### Цитируемый отрывок
----------

Наина Иосифовна увозила теперь на дачу – как хомяк в норку – даже официальные подарки, вручаемые главе государства: при старом режиме они всегда оставались на государственном хранении. От Горбачева и Брежнева в Кремле сохранился целый музей даров. У Ельциных подношения складывались в специальной 60-метровой комнате в Барвихе, со стеллажами до самого потолка…
Только сейчас Ельцин начал понимать, что даже заседая в Политбюро, он, оказывается, не представлял себе и тысячной доли тех реальных возможностей, которые открывает перед человеком власть.
«Невозможно объяснить, что такое аромат дыни, человеку, всю жизнь жевавшему сапожные шнурки», – говорил когда-то Виктор Борисович Шкловский.
Положа руку на сердце: что они вместе с семьей видели тогда? Пятикомнатную квартиру в кирпичном многоподъездном доме? Казенную дачу с желтой казенной же мебелью? Сотую секцию в ГУМе с финскими сорочками и костюмами «Большевичка», сшитыми по французским лекалам?

----------

(Данные привязки точек к изображениям)
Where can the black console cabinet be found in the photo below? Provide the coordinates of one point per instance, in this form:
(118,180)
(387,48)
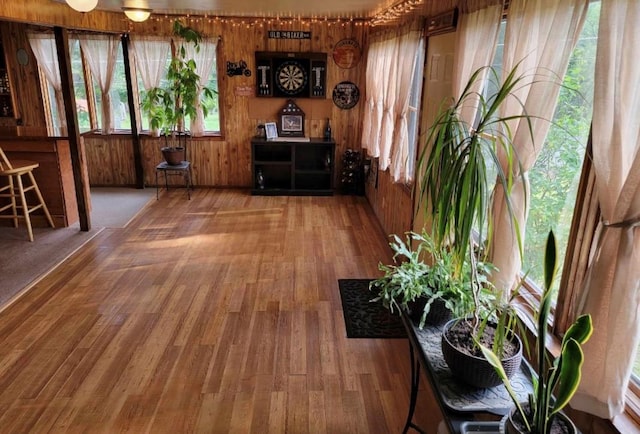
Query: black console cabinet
(292,167)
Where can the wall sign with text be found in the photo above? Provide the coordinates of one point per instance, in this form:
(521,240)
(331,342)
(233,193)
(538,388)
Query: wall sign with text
(300,75)
(289,34)
(346,53)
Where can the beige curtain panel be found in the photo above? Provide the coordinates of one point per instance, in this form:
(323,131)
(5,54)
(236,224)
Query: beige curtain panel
(611,293)
(540,37)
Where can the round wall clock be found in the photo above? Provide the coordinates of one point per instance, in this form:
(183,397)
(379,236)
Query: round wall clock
(291,77)
(346,95)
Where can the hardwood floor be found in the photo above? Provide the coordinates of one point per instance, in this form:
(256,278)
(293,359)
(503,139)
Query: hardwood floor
(220,314)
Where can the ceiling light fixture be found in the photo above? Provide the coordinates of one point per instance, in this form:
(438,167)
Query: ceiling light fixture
(82,5)
(137,14)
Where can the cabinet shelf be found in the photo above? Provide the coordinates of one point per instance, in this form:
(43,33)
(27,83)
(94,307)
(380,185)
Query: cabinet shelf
(292,168)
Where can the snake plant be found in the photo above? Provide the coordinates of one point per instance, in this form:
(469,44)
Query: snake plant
(558,378)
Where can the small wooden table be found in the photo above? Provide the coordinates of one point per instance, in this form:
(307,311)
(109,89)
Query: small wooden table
(184,169)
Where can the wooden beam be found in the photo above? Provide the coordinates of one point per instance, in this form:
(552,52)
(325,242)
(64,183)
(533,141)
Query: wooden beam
(78,160)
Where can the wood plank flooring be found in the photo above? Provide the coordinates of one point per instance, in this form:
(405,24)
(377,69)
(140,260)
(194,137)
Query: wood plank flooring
(216,315)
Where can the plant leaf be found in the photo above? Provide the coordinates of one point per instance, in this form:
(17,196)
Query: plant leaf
(570,374)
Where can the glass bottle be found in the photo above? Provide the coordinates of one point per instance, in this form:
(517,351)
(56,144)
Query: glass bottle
(327,130)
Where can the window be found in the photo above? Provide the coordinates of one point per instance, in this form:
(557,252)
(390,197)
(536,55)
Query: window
(154,54)
(79,86)
(414,109)
(554,177)
(119,103)
(88,95)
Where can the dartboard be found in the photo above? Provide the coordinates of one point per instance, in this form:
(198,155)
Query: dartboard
(291,77)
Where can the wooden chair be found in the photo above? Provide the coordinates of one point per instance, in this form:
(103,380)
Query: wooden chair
(15,191)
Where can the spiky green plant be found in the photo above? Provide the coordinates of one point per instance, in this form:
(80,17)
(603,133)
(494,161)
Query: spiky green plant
(558,378)
(456,167)
(420,271)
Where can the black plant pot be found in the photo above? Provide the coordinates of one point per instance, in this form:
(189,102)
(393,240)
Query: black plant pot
(438,312)
(475,370)
(512,423)
(173,156)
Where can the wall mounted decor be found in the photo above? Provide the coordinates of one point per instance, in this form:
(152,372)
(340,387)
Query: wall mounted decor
(302,75)
(291,120)
(238,68)
(347,53)
(442,23)
(289,34)
(346,95)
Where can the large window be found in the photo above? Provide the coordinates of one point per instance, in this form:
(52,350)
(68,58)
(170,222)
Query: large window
(555,175)
(414,110)
(88,96)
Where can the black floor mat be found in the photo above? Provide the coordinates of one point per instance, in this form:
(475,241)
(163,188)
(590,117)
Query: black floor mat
(364,319)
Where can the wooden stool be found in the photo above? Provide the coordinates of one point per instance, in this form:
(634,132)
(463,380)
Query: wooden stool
(15,189)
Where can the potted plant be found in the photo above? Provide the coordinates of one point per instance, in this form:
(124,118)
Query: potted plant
(429,292)
(558,378)
(459,166)
(169,105)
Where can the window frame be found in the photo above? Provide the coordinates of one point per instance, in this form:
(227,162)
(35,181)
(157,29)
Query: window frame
(92,106)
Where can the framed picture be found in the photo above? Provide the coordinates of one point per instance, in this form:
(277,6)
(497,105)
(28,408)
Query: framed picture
(291,123)
(271,130)
(291,120)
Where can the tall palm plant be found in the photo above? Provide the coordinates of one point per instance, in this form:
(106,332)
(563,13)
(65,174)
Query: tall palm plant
(457,166)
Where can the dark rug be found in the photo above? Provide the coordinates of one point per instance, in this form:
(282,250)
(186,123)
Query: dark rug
(366,319)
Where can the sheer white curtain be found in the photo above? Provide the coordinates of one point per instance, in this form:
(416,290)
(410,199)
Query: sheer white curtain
(408,48)
(611,293)
(391,50)
(151,57)
(540,35)
(476,42)
(46,54)
(380,68)
(205,59)
(373,55)
(100,52)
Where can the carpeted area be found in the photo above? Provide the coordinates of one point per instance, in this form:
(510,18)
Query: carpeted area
(22,263)
(366,319)
(114,207)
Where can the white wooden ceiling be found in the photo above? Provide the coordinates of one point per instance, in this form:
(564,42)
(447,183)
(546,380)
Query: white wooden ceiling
(258,8)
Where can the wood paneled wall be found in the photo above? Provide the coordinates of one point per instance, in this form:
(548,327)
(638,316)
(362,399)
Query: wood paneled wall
(225,161)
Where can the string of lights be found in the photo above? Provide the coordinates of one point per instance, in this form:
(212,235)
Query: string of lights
(393,13)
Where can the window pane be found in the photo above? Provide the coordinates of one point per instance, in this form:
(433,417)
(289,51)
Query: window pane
(118,92)
(144,119)
(554,178)
(414,109)
(79,88)
(119,101)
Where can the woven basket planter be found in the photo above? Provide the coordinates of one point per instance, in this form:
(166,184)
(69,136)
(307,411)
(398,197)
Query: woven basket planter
(475,370)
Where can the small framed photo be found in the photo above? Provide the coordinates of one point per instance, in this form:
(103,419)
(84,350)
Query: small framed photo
(292,123)
(291,120)
(271,130)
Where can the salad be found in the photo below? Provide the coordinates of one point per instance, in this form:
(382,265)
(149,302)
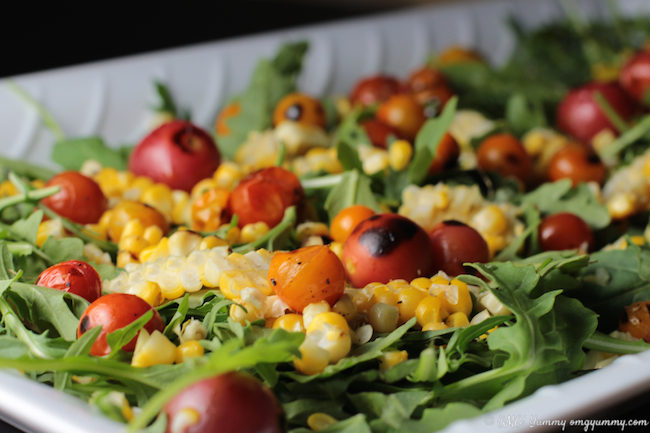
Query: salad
(424,249)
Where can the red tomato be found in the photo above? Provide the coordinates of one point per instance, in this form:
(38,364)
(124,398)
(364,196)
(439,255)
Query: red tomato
(178,154)
(113,312)
(73,276)
(387,247)
(232,403)
(80,200)
(635,76)
(580,116)
(455,243)
(375,90)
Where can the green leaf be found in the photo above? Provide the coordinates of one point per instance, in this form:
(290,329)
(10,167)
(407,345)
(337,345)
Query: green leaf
(71,154)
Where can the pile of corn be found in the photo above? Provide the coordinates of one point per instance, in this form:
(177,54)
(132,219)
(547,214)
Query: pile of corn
(432,204)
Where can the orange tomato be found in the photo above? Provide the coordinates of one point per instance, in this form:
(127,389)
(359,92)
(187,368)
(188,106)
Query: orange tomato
(307,275)
(346,221)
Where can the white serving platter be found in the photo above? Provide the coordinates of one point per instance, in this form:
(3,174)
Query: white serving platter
(111,99)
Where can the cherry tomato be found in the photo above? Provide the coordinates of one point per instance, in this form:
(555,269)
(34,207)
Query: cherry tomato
(580,116)
(404,114)
(635,76)
(113,312)
(234,401)
(178,154)
(127,210)
(446,155)
(455,243)
(565,231)
(80,200)
(300,108)
(635,320)
(387,247)
(378,132)
(346,221)
(375,90)
(73,276)
(504,154)
(578,163)
(307,275)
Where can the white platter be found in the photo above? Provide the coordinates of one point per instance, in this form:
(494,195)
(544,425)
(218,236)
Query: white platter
(111,99)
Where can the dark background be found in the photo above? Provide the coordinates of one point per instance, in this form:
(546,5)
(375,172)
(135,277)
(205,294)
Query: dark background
(45,36)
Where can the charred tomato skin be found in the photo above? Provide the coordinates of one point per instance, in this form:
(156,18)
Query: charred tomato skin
(113,312)
(455,243)
(73,276)
(178,154)
(387,247)
(233,402)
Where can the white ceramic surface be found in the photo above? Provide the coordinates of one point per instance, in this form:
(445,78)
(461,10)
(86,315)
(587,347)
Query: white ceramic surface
(110,99)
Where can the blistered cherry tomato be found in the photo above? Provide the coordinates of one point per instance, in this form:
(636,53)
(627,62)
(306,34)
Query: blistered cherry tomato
(80,199)
(347,220)
(113,312)
(404,114)
(635,76)
(455,243)
(504,154)
(73,276)
(446,155)
(387,247)
(580,115)
(128,210)
(375,90)
(233,402)
(307,275)
(578,163)
(565,231)
(301,108)
(178,154)
(378,132)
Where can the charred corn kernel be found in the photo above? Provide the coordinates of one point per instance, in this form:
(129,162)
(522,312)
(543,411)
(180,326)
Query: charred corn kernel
(147,290)
(227,175)
(457,320)
(124,258)
(384,295)
(153,349)
(252,232)
(428,310)
(383,318)
(392,358)
(320,421)
(290,323)
(434,326)
(183,242)
(53,227)
(345,307)
(408,300)
(400,153)
(190,349)
(312,310)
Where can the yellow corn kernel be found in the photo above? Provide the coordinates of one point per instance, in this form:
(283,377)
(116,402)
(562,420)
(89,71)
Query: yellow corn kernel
(428,310)
(434,326)
(187,350)
(154,349)
(392,358)
(408,301)
(400,153)
(289,322)
(457,320)
(252,232)
(320,421)
(383,318)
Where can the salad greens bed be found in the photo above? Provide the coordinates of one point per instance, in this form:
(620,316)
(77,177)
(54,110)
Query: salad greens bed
(562,303)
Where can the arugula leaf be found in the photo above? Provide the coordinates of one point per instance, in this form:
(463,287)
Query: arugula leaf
(71,154)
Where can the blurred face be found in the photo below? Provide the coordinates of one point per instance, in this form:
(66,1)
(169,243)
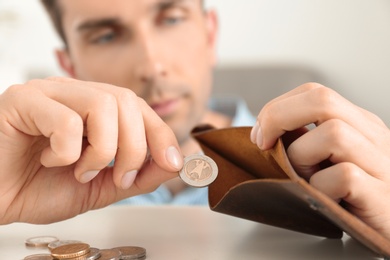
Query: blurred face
(163,50)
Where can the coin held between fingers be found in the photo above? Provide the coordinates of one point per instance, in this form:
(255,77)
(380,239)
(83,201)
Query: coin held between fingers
(198,170)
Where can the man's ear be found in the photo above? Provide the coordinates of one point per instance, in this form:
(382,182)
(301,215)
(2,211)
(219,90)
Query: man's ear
(65,62)
(212,31)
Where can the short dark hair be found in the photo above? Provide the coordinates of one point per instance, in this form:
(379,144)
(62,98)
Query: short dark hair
(54,10)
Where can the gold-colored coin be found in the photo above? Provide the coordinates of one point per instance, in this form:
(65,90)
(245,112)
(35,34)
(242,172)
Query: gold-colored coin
(132,252)
(39,257)
(58,243)
(198,170)
(110,254)
(93,254)
(70,251)
(40,241)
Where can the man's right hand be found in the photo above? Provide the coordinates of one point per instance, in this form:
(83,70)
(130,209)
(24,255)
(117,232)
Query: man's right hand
(57,137)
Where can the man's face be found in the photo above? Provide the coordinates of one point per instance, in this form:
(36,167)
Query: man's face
(163,50)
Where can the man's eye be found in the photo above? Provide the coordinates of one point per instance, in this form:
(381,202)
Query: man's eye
(104,38)
(172,20)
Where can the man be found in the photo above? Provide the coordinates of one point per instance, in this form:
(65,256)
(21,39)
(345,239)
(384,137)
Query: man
(162,51)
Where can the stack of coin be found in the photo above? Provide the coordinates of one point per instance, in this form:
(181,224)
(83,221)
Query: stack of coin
(77,250)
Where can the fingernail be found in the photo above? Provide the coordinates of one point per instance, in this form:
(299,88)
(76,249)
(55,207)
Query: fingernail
(88,176)
(128,179)
(174,158)
(254,131)
(259,138)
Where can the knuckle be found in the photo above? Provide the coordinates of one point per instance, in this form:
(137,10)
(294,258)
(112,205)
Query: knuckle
(126,95)
(349,172)
(72,123)
(311,86)
(337,131)
(14,89)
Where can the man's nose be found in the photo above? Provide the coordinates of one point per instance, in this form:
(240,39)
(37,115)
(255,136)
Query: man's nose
(149,64)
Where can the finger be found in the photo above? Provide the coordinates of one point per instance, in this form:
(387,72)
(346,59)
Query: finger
(138,121)
(316,106)
(131,142)
(162,141)
(99,112)
(363,193)
(43,116)
(339,142)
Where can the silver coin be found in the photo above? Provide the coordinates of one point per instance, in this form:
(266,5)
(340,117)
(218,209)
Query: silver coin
(198,170)
(110,254)
(132,252)
(58,243)
(39,257)
(40,241)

----------

### Требования к заданиям
1: Где, согласно отрывку о Ельциных, складывались подношения?
2: Напишите продолжение отрывка о Ельциных, начиная сразу после его последнего предложения.

### Ответы по заданиям
1: В специальной 60-метровой комнате в Барвихе, со стеллажами до самого потолка.

2:
В сравнении с новой, открывшейся их взорам жизнью, все это выглядело теперь наивной провинциальной чепухой.
Власть и деньги – это такой же точно наркотик, как героин: стоит попробовать хотя бы один раз – и ты навсегда уже оказываешься заложником своих страстей…
Перечитайте его выступления, интервью, предвыборные обещания рубежа 90-х годов. Сегодня они звучат как издевка.
«Пока мы живем так бедно и убого, я не могу есть осетрину и заедать ее черной икрой…»
«Если чего-то не хватает у нас, то нехватку должен ощущать в равной степени каждый без исключения».
«Отменить все привилегии, включая использование государственного транспорта. Передать все государственные дачи, особняки и другие социальные объекты спецназначения для детей и наименее социально защищенным слоям населения».
МЕДИЦИНСКИЙ ДИАГНОЗ
Диссоциативные расстройства иногда проявляются как процесс психологической защиты, в ходе которого из сознания больного вытесняются психотравмирующие сведения или эмоции, о которых ему не хочется вспоминать. Это своего рода социальная амнезия: разум больного пытается отделить негативную информацию от своего сознания, чтобы она его больше не травмировала.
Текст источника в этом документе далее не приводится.